▸ Problem requirements:
Give only the lines from the one containing "target | footprint in snow" through the end of the material below, exactly as written.
# # # #
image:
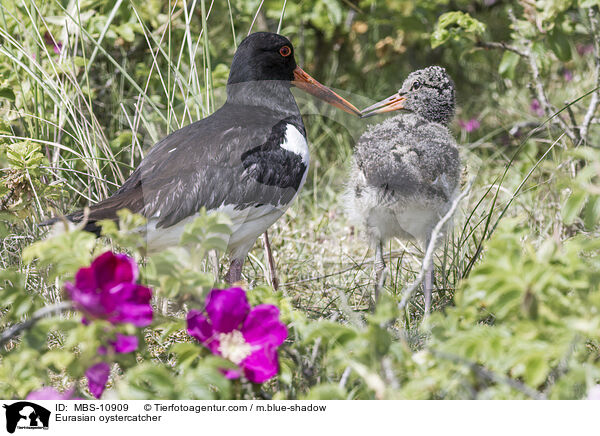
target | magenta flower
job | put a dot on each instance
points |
(107, 289)
(97, 376)
(583, 49)
(49, 40)
(470, 125)
(536, 107)
(247, 337)
(51, 394)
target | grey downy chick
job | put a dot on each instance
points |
(406, 170)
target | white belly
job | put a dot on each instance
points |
(248, 225)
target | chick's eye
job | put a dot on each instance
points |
(285, 51)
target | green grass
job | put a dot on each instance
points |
(98, 107)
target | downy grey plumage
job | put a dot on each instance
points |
(406, 170)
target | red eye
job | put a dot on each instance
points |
(285, 51)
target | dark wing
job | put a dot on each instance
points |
(408, 155)
(216, 161)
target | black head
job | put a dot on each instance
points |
(263, 70)
(263, 56)
(428, 92)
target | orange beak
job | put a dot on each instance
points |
(393, 103)
(310, 85)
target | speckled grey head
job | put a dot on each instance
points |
(430, 93)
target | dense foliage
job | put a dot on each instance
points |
(86, 88)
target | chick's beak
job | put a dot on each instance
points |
(393, 103)
(306, 83)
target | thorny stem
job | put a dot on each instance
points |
(486, 373)
(14, 330)
(589, 115)
(407, 294)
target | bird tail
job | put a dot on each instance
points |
(76, 218)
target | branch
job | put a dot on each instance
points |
(501, 46)
(14, 330)
(549, 109)
(486, 373)
(589, 115)
(407, 294)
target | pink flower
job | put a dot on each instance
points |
(51, 394)
(97, 376)
(247, 337)
(49, 40)
(470, 125)
(107, 289)
(536, 107)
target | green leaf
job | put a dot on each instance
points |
(573, 206)
(508, 64)
(456, 26)
(329, 391)
(559, 44)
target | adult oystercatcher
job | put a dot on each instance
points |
(406, 170)
(248, 159)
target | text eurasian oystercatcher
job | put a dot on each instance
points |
(248, 160)
(406, 170)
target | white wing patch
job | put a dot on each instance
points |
(296, 143)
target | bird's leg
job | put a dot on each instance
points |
(235, 271)
(214, 260)
(270, 262)
(428, 282)
(380, 269)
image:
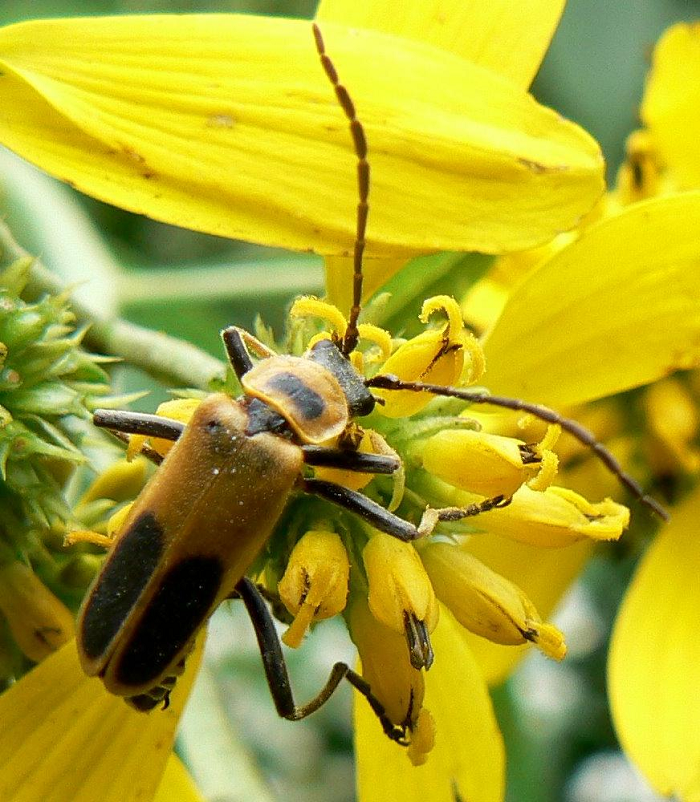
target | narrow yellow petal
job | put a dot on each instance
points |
(467, 759)
(227, 124)
(63, 738)
(654, 670)
(506, 37)
(618, 308)
(177, 785)
(671, 101)
(543, 574)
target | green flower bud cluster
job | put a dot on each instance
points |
(46, 381)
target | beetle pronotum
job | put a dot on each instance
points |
(197, 526)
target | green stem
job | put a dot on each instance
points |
(249, 281)
(170, 360)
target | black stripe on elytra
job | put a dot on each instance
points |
(175, 613)
(124, 576)
(307, 401)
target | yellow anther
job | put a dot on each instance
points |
(451, 309)
(357, 361)
(322, 335)
(550, 438)
(314, 307)
(385, 665)
(549, 467)
(422, 738)
(398, 584)
(117, 519)
(39, 622)
(315, 582)
(486, 603)
(476, 364)
(87, 536)
(554, 518)
(486, 464)
(549, 461)
(455, 333)
(378, 336)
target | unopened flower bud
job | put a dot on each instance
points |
(555, 517)
(400, 594)
(40, 623)
(394, 682)
(486, 603)
(315, 583)
(482, 463)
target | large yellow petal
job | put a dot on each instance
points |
(671, 102)
(543, 574)
(63, 738)
(654, 670)
(616, 309)
(227, 124)
(467, 761)
(506, 37)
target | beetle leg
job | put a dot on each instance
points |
(348, 460)
(138, 423)
(236, 339)
(277, 674)
(146, 451)
(380, 518)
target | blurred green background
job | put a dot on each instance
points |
(560, 741)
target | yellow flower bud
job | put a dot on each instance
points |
(40, 623)
(121, 481)
(400, 593)
(315, 583)
(486, 603)
(392, 679)
(555, 517)
(180, 409)
(482, 463)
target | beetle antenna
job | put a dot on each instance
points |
(583, 435)
(360, 142)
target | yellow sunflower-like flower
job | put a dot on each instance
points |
(491, 171)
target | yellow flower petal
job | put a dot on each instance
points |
(543, 574)
(654, 670)
(227, 124)
(671, 101)
(508, 38)
(467, 758)
(177, 785)
(64, 738)
(618, 308)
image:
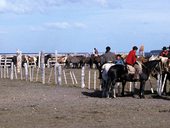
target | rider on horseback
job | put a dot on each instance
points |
(107, 57)
(132, 63)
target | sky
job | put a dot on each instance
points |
(81, 25)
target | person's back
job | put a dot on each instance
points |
(108, 57)
(132, 64)
(119, 60)
(164, 52)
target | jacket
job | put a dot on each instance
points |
(131, 58)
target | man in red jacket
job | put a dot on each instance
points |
(131, 62)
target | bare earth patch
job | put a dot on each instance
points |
(33, 105)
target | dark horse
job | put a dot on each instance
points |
(119, 73)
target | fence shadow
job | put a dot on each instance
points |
(96, 93)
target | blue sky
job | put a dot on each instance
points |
(81, 25)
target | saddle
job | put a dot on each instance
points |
(131, 69)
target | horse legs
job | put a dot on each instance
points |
(113, 90)
(142, 89)
(123, 88)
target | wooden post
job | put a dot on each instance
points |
(94, 80)
(74, 77)
(82, 77)
(19, 61)
(163, 83)
(26, 71)
(89, 79)
(51, 71)
(42, 67)
(59, 75)
(71, 75)
(65, 79)
(12, 71)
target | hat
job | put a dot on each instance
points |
(164, 48)
(135, 48)
(118, 55)
(108, 48)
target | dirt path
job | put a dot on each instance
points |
(33, 105)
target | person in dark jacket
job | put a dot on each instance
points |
(132, 61)
(164, 52)
(107, 57)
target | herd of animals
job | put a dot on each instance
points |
(117, 73)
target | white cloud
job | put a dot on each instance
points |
(3, 32)
(27, 6)
(58, 25)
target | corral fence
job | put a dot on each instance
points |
(53, 74)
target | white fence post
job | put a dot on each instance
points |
(89, 79)
(59, 75)
(42, 66)
(26, 71)
(94, 80)
(82, 77)
(12, 71)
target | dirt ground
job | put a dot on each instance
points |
(33, 105)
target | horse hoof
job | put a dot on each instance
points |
(142, 97)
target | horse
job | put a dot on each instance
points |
(119, 73)
(164, 74)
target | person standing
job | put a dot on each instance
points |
(131, 61)
(107, 57)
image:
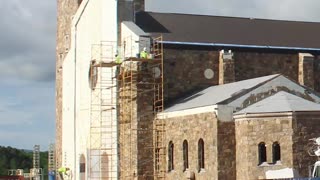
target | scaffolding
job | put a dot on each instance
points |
(140, 99)
(125, 100)
(51, 158)
(103, 122)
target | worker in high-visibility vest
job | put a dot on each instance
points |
(118, 59)
(144, 53)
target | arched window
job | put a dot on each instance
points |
(200, 154)
(185, 155)
(93, 75)
(170, 156)
(276, 153)
(262, 150)
(82, 167)
(79, 2)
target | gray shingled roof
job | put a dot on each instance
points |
(281, 102)
(215, 94)
(230, 30)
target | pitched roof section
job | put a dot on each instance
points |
(215, 94)
(230, 30)
(281, 102)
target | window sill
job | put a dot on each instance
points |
(265, 164)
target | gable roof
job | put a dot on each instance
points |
(185, 28)
(281, 102)
(215, 94)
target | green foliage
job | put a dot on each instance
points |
(12, 158)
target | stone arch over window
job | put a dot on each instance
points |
(200, 154)
(82, 167)
(262, 152)
(79, 2)
(170, 156)
(185, 155)
(276, 152)
(93, 75)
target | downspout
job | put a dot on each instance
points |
(75, 92)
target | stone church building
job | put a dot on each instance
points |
(241, 95)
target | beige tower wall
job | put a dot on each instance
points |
(65, 10)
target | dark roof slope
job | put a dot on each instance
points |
(230, 30)
(215, 94)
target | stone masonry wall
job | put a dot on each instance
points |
(226, 150)
(306, 126)
(192, 128)
(316, 72)
(184, 71)
(250, 131)
(253, 64)
(65, 10)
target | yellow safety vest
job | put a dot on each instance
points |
(144, 55)
(118, 60)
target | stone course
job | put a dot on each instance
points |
(291, 130)
(192, 128)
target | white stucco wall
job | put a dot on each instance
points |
(94, 23)
(68, 112)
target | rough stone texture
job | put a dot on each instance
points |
(306, 76)
(226, 150)
(136, 122)
(184, 71)
(226, 68)
(291, 130)
(305, 126)
(316, 71)
(192, 128)
(65, 10)
(250, 131)
(255, 64)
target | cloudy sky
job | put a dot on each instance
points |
(27, 72)
(27, 56)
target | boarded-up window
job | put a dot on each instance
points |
(200, 154)
(262, 152)
(185, 155)
(276, 152)
(170, 156)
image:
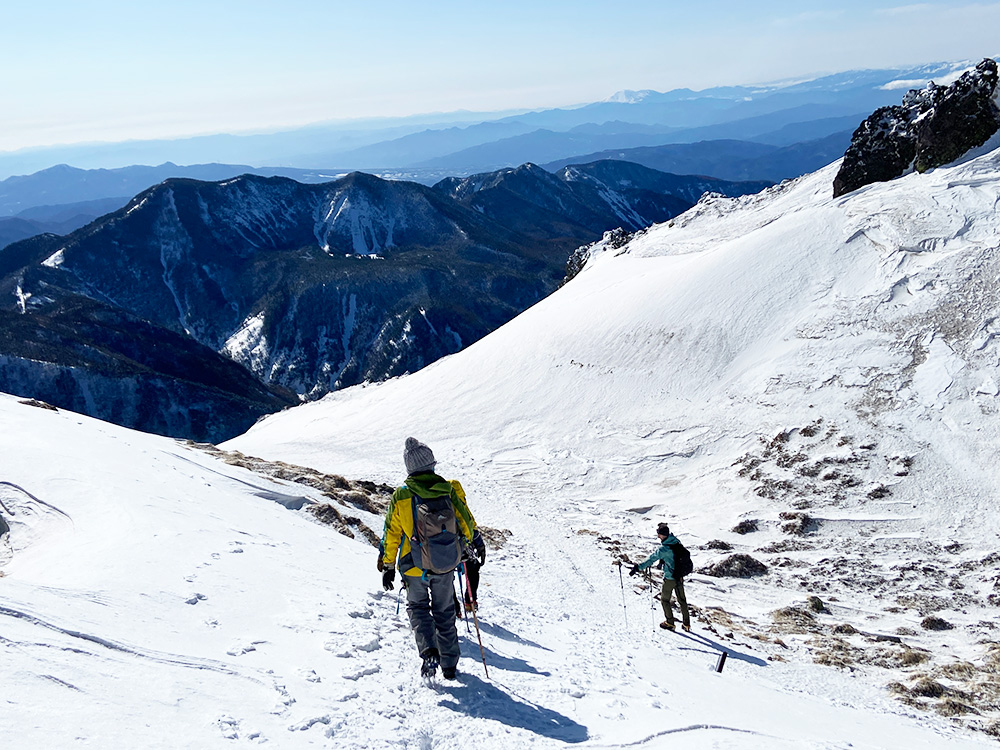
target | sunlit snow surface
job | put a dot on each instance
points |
(155, 597)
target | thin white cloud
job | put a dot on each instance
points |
(901, 10)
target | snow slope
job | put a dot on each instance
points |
(154, 596)
(780, 357)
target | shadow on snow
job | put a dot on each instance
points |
(483, 700)
(504, 634)
(470, 649)
(719, 648)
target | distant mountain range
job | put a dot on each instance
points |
(632, 119)
(200, 306)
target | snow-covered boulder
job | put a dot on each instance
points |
(933, 126)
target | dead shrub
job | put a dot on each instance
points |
(736, 566)
(745, 527)
(952, 707)
(927, 688)
(795, 620)
(935, 623)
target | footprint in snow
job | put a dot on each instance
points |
(310, 723)
(355, 676)
(240, 649)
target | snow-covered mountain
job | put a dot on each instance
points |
(804, 386)
(807, 381)
(302, 288)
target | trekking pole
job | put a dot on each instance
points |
(465, 610)
(621, 578)
(652, 600)
(475, 618)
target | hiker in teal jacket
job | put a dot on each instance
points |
(670, 584)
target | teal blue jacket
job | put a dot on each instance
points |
(663, 553)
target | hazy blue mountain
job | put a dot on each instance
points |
(351, 145)
(248, 293)
(728, 159)
(63, 184)
(13, 229)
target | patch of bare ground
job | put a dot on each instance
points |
(362, 495)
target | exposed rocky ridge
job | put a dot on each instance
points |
(932, 127)
(201, 306)
(597, 197)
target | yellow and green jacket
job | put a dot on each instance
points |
(399, 518)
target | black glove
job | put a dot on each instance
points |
(481, 552)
# # # #
▸ Result:
target | footprint in snow
job | put a dot on each instance
points |
(310, 723)
(355, 676)
(240, 649)
target | snow-covered mountain
job | put a dot on each instance
points |
(804, 386)
(807, 381)
(302, 288)
target | trekking pole
job | put a dot on each instance
points |
(465, 610)
(621, 578)
(652, 600)
(475, 618)
target | hiker in teal jacket
job | put a dot on each instance
points |
(670, 584)
target | teal blue jacket
job | put a dot on each instance
points |
(663, 553)
target | hazy blue mountain
job | put a dot on each instance
points |
(351, 145)
(248, 293)
(728, 159)
(63, 184)
(13, 229)
target | patch of bare ground
job | put a dot on each instance
points |
(362, 495)
target | exposed rocky ridge
job | put a dot on each instance
points |
(932, 127)
(201, 306)
(597, 197)
target | yellow and green jacket
job | put a dot on each instance
points |
(399, 518)
target | black glove
job | put a dot on each instance
points |
(481, 552)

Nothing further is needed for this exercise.